Work required ▸ Below are several entries. Transcribe exactly those lines that fall from the one with "each instance gets its own outline" through the one with "M680 260L574 412L822", end lines included.

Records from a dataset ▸
--- START ---
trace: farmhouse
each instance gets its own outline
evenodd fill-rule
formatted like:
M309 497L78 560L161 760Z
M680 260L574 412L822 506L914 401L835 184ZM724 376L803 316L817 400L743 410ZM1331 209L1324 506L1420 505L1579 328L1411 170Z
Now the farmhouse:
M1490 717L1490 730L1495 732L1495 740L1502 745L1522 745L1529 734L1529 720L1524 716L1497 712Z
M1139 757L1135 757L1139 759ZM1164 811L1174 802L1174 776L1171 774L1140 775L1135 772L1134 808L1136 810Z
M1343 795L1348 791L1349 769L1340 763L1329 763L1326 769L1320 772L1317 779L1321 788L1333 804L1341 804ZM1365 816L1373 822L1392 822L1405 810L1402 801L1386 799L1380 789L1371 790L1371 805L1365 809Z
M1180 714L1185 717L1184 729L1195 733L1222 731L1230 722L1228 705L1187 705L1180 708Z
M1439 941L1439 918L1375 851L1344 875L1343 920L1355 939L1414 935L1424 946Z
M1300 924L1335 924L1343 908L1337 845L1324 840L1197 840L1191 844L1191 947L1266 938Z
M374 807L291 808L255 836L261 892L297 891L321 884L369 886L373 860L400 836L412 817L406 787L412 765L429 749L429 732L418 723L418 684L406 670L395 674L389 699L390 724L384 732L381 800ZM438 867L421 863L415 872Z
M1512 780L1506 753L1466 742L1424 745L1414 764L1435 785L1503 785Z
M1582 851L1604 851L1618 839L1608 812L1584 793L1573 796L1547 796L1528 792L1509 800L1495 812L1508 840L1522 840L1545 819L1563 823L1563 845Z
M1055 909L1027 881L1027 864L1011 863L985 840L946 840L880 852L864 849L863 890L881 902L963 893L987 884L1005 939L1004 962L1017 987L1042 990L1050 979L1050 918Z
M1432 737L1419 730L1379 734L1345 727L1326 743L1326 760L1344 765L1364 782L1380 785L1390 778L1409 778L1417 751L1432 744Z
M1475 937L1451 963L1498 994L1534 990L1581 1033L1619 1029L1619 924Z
--- END ---
Response for this exercise ▸
each instance gets its own outline
evenodd fill-rule
formatted like:
M309 497L78 560L161 760Z
M680 260L574 412L822 506L914 401L835 184ZM724 376L803 316L817 400L743 410ZM1331 209L1324 506L1420 505L1579 328L1411 170Z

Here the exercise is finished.